Retype the stretch from "From: Iyer, Ravishankar" through "understand this better." in the email about hardware faults in NAMD below.
--- START OF PROVIDED PASSAGE ---
From: Iyer, Ravishankar K (rkiyer_at_illinois.edu)
Date: Sun Sep 02 2012 - 11:07:32 CDT
Thanks for your explanation. We have been having similar debates here as
to the significance of these errors. Kuen Soo base results also show that
a significant percent of the injected errors have no impact. The question
we have been debating is what percentage of the remaining errors (approx
50 percent) really matter. I had asked Kuen Soo to study this closely
working with NAMD group here to understand better this question
Your insight is very useful. Kuen Soo needs to understand this better.
Best
Ravi
Ravishankar K. Iyer
George and Ann Fisher Distinguished Professor
Department of Electrical and Computer Engineering
Department of Computer Science and
The Coordinated Science Laboratory
University of Illinois at Urbana-Champaign
Urbana IL 61801
On 9/2/12 7:19 AM, "Axel Kohlmeyer" <akohlmey_at_gmail.com> wrote:
>dear keun soo,
>
>On Sat, Sep 1, 2012 at 1:08 AM, Yim, Keun Soo <yim6_at_illinois.edu> wrote:
>>
>> Hi Guys,
>>
>> I've studied the behaviors of NAMD, VMD, and other N-body programs
>>under
>> transient hardware faults. As such program runs on top of peta-scale
>> machines, it's natural to expect many of the parallel threads experience
>> transient hardware faults at runtime.
>>
>> I'd like to share my findings and wonder how do you think about it? Any
>> comment, feedback, and question will be really helpful for us to
>>investigate
>> this problem further because you are one of the world experts in this
>> problem domain.
>>
>> My data are:
>>
>> * Many transient hardware faults are undetected by the built-in NAMD
>>error
>> detectors. About 18% of transient hardware faults in GPU kernel lead to
>> silent data corruptions in the NAMD program output without being
>>detected by
>> the built-in detectors and/or system-level error detectors.
--- END OF PROVIDED PASSAGE ---
--- START OF RECORD EXCERPTS ---
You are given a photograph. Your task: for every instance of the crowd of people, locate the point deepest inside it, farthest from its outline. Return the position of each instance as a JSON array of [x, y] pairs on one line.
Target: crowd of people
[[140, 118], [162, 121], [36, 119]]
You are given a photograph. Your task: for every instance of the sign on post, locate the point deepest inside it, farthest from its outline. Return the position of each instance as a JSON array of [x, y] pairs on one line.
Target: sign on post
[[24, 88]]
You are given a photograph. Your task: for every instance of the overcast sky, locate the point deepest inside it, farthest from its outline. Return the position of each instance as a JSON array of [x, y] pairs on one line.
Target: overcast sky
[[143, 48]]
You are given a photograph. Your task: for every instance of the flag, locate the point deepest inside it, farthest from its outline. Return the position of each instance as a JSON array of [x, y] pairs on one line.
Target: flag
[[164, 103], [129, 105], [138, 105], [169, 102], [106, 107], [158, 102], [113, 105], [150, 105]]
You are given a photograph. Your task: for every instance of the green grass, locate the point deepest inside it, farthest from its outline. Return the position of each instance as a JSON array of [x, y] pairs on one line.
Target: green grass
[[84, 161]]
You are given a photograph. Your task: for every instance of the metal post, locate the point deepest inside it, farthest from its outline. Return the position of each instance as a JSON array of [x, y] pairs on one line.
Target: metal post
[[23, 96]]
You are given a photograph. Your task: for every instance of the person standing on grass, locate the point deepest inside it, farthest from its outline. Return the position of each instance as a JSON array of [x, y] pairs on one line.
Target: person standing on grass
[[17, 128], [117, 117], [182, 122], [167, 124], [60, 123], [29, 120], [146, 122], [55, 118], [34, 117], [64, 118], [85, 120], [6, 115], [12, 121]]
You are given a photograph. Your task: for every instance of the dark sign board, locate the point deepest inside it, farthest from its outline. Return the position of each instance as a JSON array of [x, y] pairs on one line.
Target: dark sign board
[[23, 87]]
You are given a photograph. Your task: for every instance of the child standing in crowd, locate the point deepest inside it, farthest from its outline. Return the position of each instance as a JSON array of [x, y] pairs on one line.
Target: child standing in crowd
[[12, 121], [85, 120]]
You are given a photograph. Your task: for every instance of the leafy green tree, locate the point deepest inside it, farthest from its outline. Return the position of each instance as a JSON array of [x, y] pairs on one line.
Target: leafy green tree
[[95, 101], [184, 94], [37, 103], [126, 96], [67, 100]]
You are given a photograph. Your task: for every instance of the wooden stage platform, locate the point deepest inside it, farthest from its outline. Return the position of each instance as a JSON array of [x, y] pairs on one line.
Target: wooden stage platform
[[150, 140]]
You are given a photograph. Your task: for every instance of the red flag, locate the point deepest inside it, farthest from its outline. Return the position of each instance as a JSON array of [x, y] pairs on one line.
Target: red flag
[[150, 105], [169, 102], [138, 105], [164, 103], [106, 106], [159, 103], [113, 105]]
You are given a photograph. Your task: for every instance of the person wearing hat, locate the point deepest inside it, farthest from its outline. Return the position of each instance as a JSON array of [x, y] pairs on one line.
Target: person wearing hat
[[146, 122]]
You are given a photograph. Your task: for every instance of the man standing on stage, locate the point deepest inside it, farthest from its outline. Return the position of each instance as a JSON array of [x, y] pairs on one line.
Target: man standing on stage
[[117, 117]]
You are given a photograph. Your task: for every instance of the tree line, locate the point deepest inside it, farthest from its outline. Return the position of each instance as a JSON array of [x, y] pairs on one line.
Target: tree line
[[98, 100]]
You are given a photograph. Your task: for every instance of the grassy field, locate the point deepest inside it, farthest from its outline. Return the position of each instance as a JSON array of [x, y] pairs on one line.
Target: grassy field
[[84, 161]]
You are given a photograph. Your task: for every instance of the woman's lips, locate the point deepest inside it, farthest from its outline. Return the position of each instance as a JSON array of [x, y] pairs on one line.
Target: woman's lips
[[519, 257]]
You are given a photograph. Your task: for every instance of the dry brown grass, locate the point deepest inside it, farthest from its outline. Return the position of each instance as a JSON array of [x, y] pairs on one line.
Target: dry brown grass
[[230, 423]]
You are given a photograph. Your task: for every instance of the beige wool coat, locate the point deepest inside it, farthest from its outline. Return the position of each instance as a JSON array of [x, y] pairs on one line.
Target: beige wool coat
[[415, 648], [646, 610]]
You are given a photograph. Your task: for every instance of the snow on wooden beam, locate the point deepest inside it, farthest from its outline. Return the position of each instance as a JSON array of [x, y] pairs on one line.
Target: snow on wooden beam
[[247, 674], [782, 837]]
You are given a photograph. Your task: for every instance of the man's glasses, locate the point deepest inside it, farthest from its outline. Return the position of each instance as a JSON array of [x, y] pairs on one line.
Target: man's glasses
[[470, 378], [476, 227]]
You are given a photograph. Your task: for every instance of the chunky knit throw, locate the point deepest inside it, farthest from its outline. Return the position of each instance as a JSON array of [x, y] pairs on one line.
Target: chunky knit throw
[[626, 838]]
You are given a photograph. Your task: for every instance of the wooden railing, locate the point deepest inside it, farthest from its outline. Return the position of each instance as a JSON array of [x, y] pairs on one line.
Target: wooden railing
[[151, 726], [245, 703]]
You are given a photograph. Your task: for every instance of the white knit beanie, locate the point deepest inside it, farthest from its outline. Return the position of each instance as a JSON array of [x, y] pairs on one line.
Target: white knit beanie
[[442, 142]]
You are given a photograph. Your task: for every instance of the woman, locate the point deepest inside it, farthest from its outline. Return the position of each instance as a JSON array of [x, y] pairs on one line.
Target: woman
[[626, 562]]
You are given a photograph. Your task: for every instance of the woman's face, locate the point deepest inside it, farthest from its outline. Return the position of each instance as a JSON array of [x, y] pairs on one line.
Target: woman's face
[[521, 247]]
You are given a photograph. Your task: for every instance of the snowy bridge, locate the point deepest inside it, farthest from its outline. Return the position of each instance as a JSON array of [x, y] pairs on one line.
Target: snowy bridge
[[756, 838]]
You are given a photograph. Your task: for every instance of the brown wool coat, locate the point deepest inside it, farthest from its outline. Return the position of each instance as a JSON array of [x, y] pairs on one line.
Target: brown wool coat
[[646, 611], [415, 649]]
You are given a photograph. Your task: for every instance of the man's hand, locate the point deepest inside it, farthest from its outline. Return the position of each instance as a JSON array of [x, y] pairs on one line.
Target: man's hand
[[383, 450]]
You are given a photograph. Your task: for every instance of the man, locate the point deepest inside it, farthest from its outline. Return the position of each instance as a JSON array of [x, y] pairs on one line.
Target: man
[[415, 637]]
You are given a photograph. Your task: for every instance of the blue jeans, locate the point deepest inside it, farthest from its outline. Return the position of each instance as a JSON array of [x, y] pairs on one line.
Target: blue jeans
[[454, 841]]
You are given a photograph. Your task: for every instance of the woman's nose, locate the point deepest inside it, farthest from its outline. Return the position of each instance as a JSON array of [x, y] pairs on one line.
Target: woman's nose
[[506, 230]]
--- END OF RECORD EXCERPTS ---
#### WRITTEN ANSWER
From: Iyer, Ravishankar K (rkiyer_at_illinois.edu)
Date: Sun Sep 02 2012 - 11:07:32 CDT
Thanks for your explanation. We have been having similar debates here as
to the significance of these errors. Kuen Soo base results also show that
a significant percent of the injected errors have no impact. The question
we have been debating is what percentage of the remaining errors (approx
50 percent) really matter. I had asked Kuen Soo to study this closely
working with NAMD group here to understand better this question
Your insight is very useful. Kuen Soo needs to understand this better.